• **Data provided**:
________________________
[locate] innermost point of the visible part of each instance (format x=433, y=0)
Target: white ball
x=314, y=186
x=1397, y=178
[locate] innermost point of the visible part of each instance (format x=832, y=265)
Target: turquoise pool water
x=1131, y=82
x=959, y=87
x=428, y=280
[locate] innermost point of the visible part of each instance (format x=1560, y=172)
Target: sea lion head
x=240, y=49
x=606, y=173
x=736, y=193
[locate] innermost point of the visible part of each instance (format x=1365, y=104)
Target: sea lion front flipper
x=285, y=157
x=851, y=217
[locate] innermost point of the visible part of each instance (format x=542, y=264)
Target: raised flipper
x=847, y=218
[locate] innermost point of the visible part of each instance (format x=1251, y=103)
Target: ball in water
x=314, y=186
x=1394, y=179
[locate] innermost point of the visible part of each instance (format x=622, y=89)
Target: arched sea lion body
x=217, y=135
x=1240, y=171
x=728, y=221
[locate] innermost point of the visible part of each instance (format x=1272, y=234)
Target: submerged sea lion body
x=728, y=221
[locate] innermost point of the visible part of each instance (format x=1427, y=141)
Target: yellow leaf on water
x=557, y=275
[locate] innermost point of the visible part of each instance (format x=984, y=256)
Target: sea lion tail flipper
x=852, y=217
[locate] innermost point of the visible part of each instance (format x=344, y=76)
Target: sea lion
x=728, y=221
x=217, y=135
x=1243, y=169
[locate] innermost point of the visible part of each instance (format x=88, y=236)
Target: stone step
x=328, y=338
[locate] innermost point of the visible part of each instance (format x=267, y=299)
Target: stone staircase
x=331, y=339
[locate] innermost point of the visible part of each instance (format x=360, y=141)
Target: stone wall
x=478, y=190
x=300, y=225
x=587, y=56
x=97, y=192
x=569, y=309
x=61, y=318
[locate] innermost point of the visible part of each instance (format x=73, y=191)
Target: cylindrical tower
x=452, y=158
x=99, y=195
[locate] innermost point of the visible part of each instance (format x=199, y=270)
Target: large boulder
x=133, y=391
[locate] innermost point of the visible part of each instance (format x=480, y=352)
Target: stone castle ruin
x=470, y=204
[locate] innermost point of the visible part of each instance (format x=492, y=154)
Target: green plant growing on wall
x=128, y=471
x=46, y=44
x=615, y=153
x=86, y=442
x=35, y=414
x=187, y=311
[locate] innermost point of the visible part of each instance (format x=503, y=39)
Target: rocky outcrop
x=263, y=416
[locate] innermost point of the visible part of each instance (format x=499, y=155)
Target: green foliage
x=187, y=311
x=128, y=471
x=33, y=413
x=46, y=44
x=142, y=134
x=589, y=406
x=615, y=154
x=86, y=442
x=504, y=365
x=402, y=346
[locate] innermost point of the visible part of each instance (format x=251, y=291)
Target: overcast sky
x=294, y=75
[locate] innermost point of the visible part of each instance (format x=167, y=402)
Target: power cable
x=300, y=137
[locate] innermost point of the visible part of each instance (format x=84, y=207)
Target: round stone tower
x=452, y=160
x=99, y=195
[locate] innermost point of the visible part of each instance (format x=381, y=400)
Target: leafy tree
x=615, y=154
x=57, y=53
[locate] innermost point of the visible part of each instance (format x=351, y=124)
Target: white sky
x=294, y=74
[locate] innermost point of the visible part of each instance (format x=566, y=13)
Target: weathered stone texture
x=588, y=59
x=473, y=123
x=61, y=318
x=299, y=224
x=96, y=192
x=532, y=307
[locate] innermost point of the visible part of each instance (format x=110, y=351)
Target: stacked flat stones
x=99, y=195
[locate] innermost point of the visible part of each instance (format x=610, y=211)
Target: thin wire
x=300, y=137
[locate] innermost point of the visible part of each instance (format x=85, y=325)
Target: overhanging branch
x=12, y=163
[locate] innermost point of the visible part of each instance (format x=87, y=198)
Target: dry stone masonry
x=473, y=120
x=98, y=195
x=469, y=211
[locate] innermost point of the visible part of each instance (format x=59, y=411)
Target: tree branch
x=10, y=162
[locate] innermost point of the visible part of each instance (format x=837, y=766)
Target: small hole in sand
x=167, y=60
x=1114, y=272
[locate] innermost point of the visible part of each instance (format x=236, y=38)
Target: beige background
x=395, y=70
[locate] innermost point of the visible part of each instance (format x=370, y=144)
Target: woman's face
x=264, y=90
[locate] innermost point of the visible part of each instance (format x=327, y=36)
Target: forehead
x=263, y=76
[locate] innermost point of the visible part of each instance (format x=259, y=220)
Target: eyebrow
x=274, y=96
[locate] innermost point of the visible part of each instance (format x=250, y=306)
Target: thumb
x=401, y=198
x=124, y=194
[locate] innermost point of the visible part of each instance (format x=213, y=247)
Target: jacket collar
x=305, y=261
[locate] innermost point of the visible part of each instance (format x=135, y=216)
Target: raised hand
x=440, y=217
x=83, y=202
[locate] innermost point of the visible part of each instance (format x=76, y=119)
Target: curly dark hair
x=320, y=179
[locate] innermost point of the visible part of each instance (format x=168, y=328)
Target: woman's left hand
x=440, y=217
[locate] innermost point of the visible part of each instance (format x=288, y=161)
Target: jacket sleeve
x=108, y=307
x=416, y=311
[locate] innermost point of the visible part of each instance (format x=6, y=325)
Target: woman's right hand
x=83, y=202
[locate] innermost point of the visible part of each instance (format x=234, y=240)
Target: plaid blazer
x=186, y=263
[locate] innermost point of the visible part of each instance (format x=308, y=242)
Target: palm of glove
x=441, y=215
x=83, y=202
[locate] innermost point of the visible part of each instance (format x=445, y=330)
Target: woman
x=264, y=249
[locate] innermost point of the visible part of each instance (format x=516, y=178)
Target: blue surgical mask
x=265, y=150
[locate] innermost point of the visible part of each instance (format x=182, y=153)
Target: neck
________________________
• **Problem requirements**:
Please quote everything in the listing above, from the line containing "(format x=110, y=351)" down to the line containing "x=12, y=163", word for word and with both of those lines included.

• **Answer to this problem**:
[locate] innermost point of the visible part of each instance (format x=110, y=351)
Target: stacked flat stones
x=99, y=195
[locate] innermost point of the visible part of each instance (format x=610, y=211)
Target: thin wire
x=300, y=137
[locate] innermost point of the visible part of each instance (format x=85, y=325)
Target: overhanging branch
x=12, y=163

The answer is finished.